● TRY IT: Throughout the records below, find each line holding "building" and copy it.

● EXTRACTED DATA:

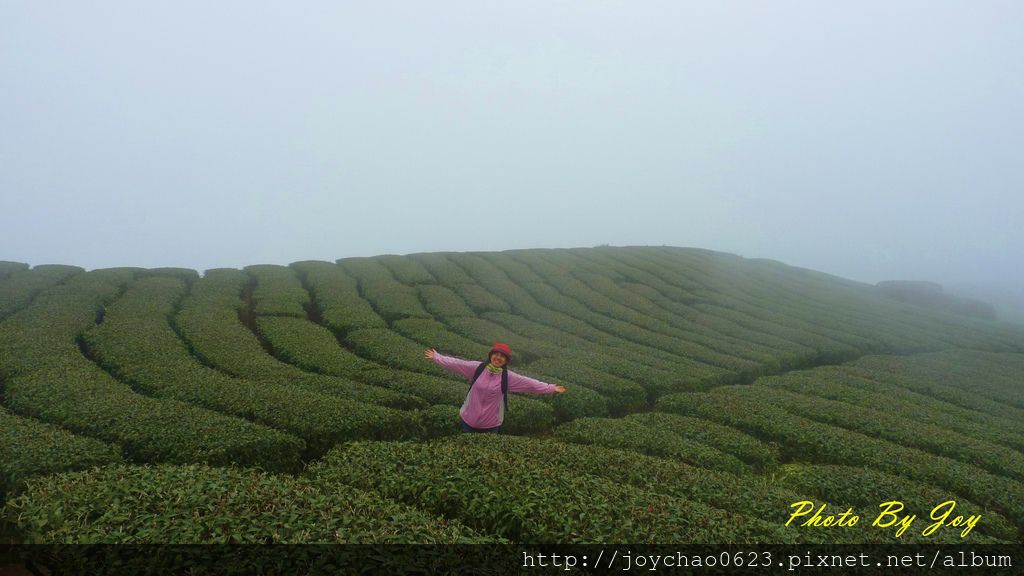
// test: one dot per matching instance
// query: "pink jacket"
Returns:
(483, 407)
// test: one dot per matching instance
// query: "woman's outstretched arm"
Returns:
(465, 368)
(525, 384)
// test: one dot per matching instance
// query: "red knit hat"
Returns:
(502, 347)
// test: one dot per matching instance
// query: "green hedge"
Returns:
(336, 297)
(31, 448)
(433, 334)
(809, 441)
(404, 270)
(278, 291)
(391, 299)
(660, 425)
(931, 435)
(441, 268)
(942, 383)
(48, 378)
(23, 285)
(137, 343)
(210, 326)
(840, 383)
(168, 504)
(498, 485)
(8, 268)
(442, 302)
(314, 347)
(629, 434)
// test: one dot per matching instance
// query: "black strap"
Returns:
(505, 382)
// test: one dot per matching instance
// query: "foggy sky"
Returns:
(872, 140)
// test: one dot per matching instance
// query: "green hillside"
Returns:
(706, 395)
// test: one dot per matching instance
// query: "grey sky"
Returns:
(868, 139)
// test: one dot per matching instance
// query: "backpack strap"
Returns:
(505, 382)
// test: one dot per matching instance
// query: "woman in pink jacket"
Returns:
(483, 409)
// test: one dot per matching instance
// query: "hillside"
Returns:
(706, 394)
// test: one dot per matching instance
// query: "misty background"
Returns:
(873, 140)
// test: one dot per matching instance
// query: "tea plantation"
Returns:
(706, 395)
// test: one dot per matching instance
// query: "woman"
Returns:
(483, 409)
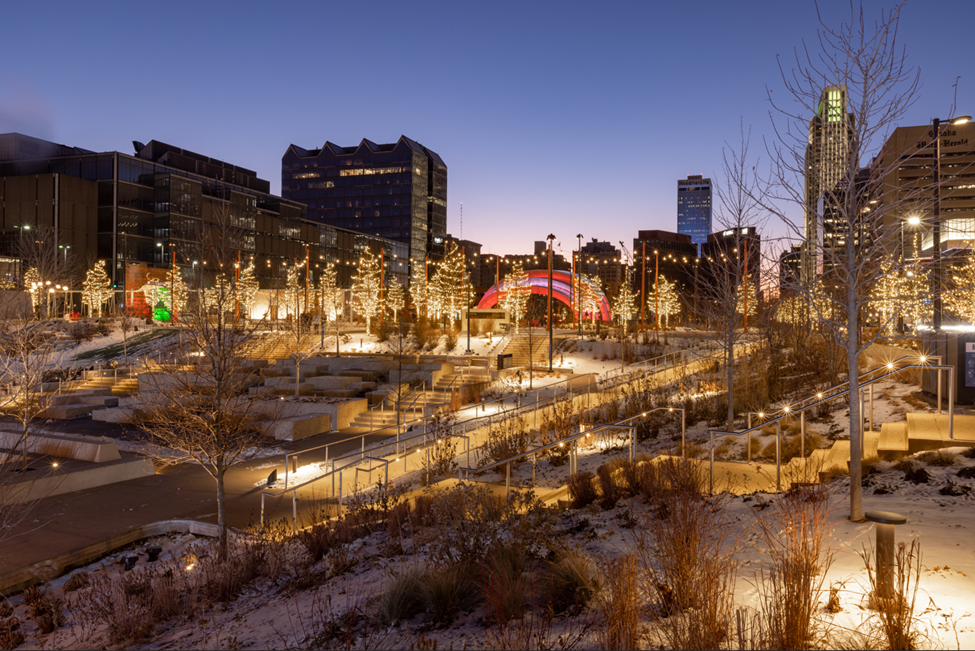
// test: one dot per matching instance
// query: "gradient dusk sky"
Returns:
(552, 117)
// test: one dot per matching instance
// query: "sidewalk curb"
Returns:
(16, 580)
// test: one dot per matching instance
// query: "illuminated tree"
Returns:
(450, 283)
(592, 296)
(517, 291)
(96, 289)
(916, 288)
(887, 295)
(291, 293)
(367, 291)
(330, 294)
(419, 289)
(752, 301)
(668, 300)
(624, 306)
(246, 289)
(395, 298)
(961, 299)
(32, 279)
(174, 281)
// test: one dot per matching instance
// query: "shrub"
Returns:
(449, 590)
(898, 624)
(77, 581)
(609, 494)
(917, 476)
(582, 489)
(570, 581)
(796, 531)
(402, 600)
(504, 584)
(687, 568)
(467, 520)
(619, 603)
(942, 458)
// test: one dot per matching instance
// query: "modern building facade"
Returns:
(694, 208)
(148, 211)
(904, 170)
(394, 191)
(827, 160)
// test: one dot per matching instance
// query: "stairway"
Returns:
(414, 400)
(518, 347)
(275, 346)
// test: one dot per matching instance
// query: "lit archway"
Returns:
(563, 289)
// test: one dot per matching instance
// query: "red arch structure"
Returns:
(563, 289)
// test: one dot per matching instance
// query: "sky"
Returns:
(566, 118)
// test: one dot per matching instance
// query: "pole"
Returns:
(936, 228)
(579, 287)
(656, 292)
(643, 287)
(551, 349)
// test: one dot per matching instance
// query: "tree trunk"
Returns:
(729, 352)
(853, 373)
(221, 515)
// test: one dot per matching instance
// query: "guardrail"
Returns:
(787, 411)
(465, 473)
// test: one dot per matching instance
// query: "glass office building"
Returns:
(395, 191)
(138, 211)
(694, 208)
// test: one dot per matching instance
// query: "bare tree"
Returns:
(865, 67)
(205, 412)
(725, 281)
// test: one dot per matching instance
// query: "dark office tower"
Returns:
(396, 191)
(827, 159)
(694, 208)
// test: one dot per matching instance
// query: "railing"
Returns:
(788, 411)
(465, 473)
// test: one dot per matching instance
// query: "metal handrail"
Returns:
(622, 424)
(788, 411)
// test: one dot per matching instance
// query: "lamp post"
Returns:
(579, 287)
(936, 230)
(551, 349)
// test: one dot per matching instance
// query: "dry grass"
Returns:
(796, 530)
(686, 559)
(943, 458)
(897, 624)
(570, 582)
(618, 601)
(582, 489)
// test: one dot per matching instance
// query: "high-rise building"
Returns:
(694, 208)
(827, 160)
(149, 211)
(603, 259)
(789, 263)
(396, 191)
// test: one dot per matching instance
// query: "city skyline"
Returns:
(543, 119)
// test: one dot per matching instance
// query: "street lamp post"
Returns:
(551, 349)
(579, 286)
(936, 226)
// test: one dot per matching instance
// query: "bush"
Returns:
(619, 602)
(570, 581)
(796, 531)
(942, 458)
(403, 599)
(450, 590)
(898, 624)
(609, 493)
(504, 584)
(582, 489)
(466, 520)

● WRITTEN REPLY:
// query: "modern building facade"
// query: "glass office building"
// query: "high-rise building"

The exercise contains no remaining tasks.